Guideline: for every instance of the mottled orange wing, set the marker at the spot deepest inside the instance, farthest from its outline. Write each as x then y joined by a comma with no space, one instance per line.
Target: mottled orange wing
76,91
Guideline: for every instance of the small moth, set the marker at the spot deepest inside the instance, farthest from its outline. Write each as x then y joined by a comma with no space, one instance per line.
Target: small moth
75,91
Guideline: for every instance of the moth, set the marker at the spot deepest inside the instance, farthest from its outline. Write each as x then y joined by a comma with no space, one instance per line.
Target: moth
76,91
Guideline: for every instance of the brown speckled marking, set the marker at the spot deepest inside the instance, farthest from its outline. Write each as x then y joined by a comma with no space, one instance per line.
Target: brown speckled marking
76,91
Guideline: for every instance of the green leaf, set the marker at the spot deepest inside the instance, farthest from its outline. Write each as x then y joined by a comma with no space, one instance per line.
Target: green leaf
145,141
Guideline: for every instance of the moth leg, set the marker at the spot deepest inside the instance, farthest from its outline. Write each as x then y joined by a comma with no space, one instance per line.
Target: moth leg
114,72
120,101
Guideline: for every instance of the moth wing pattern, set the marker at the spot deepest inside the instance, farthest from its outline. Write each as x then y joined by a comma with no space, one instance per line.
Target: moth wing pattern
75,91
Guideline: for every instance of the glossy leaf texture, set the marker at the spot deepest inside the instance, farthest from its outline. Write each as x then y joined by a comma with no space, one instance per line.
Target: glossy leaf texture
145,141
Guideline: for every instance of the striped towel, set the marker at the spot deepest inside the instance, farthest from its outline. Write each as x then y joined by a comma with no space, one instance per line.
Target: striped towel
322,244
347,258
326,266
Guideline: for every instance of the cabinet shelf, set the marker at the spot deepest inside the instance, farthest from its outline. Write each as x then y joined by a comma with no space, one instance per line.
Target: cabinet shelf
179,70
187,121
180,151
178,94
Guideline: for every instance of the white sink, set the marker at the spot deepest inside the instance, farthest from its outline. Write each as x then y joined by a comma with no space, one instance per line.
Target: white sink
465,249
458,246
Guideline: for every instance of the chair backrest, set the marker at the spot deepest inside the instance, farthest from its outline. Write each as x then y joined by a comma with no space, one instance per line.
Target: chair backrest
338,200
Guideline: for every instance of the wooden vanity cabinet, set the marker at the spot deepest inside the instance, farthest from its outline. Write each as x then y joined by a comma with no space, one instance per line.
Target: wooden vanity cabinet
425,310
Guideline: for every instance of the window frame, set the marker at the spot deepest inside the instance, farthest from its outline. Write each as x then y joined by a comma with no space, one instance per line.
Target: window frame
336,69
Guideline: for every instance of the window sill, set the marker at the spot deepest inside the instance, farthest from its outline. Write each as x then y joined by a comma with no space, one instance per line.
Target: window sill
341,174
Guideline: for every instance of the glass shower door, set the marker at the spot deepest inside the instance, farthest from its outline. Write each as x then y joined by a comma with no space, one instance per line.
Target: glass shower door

Exercise objective: Answer with one number: how many lines of the entries above include the word "glass".

Answer to this exercise: 2